Only the line with "Return one point per instance of the helaba" and the lines after it, to the end of the data, should appear in the answer, each reproduced exactly.

(Dataset entries)
-- Opening Marker --

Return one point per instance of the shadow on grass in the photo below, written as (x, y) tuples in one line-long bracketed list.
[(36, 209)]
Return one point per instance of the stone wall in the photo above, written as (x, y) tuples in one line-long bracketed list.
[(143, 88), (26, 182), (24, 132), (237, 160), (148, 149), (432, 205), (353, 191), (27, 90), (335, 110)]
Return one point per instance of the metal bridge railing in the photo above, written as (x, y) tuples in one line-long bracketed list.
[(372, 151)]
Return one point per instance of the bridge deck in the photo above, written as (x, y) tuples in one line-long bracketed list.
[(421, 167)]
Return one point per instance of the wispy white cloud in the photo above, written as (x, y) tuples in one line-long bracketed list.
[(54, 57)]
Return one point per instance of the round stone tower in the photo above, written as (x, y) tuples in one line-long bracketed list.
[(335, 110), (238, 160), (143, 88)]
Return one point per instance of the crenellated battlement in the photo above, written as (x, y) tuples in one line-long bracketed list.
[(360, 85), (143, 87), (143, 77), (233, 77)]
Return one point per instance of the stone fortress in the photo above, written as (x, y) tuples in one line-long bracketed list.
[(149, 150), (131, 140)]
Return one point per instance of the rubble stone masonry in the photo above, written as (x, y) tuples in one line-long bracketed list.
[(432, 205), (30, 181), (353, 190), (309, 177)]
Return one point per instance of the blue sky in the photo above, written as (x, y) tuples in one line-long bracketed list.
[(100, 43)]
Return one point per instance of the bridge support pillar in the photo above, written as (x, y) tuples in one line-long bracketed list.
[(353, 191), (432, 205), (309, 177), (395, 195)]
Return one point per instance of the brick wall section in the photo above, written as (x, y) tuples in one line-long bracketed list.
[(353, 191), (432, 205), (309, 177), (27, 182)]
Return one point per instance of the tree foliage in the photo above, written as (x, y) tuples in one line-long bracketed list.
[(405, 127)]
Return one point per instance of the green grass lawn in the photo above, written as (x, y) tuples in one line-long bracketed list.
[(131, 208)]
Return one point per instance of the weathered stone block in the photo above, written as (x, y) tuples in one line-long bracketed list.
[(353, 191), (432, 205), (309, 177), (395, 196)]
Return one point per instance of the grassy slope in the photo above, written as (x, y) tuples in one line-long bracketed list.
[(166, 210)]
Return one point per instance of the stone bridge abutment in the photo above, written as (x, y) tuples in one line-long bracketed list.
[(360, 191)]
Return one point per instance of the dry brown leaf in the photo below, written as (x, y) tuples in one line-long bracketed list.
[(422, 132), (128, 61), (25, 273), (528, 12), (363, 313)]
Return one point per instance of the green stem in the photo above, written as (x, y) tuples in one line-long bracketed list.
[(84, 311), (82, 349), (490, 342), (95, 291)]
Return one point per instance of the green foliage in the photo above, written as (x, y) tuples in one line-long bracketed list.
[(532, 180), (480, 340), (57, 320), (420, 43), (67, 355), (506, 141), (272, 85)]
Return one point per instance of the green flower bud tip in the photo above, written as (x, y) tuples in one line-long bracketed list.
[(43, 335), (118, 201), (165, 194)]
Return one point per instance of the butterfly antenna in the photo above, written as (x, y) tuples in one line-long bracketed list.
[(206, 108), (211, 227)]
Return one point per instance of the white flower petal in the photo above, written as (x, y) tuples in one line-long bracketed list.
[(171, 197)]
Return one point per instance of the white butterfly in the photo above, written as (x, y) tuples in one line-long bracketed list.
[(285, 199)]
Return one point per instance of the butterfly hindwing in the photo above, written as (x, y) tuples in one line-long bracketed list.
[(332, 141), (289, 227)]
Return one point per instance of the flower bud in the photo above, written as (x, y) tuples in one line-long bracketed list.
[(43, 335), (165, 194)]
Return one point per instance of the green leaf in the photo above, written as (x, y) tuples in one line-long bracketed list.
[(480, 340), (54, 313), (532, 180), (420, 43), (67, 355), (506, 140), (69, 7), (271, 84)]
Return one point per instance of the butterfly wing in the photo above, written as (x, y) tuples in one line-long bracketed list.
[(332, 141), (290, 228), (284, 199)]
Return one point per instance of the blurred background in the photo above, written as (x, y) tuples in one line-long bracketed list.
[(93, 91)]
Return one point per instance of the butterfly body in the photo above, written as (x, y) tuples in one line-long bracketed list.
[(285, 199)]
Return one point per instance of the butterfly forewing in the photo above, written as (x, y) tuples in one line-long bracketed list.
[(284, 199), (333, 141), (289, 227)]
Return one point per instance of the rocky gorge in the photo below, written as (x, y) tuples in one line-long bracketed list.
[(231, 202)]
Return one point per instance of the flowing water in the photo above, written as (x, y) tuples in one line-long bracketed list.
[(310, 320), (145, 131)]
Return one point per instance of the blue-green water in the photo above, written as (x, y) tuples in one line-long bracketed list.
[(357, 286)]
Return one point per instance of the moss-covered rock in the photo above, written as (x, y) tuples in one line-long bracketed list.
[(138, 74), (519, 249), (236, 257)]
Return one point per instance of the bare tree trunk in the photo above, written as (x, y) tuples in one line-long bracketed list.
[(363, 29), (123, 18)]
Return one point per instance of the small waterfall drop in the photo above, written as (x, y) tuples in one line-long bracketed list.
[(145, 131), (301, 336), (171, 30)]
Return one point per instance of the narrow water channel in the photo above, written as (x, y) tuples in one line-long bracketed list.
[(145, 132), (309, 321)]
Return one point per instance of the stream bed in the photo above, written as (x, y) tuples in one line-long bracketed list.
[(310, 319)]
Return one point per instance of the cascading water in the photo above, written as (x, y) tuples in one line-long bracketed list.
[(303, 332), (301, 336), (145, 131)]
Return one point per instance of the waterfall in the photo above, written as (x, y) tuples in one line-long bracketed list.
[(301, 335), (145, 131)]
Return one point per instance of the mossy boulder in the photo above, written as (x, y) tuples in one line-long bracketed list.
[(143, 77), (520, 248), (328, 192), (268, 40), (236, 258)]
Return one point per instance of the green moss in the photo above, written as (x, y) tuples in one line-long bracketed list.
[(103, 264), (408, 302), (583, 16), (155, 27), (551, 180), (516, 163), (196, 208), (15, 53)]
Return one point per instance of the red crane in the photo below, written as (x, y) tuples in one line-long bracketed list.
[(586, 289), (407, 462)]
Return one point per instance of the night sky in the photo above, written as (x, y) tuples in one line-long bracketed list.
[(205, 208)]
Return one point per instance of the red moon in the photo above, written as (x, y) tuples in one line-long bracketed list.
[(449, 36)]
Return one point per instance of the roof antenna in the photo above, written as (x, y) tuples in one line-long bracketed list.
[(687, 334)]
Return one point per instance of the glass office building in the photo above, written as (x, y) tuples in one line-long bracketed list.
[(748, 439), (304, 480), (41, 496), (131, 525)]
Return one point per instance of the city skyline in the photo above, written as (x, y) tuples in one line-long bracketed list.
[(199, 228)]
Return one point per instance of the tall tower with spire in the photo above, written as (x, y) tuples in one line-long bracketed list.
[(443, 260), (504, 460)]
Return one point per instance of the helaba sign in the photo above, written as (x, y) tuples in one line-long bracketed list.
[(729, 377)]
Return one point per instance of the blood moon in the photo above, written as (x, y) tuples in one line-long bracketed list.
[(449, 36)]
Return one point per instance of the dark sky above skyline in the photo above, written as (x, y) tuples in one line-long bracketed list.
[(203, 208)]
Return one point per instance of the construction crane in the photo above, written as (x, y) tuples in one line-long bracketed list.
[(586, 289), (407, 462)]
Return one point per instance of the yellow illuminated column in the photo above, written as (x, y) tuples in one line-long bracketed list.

-- Closing Marker --

OUTPUT FOR THIS EXERCISE:
Return one point per instance of the helaba sign in the photo above, written as (x, y) tuples in one line-long bracketed list.
[(729, 377)]
Return one point per instance of the blood moon in the photo above, written as (x, y) tuples in one line-long bracketed list.
[(449, 36)]
Return one point per instance of the dark sky above skyline in the photo above, written as (x, y) tuples in one line-long bracketed list.
[(203, 208)]
Return one point per instance of the construction crane in the photo above, written as (x, y) tuples in one line-long bracketed list.
[(586, 289), (407, 462)]
Return one point per instance of the yellow illuminated column in the photo above, written as (x, y) tuples in one line-long bracketed list.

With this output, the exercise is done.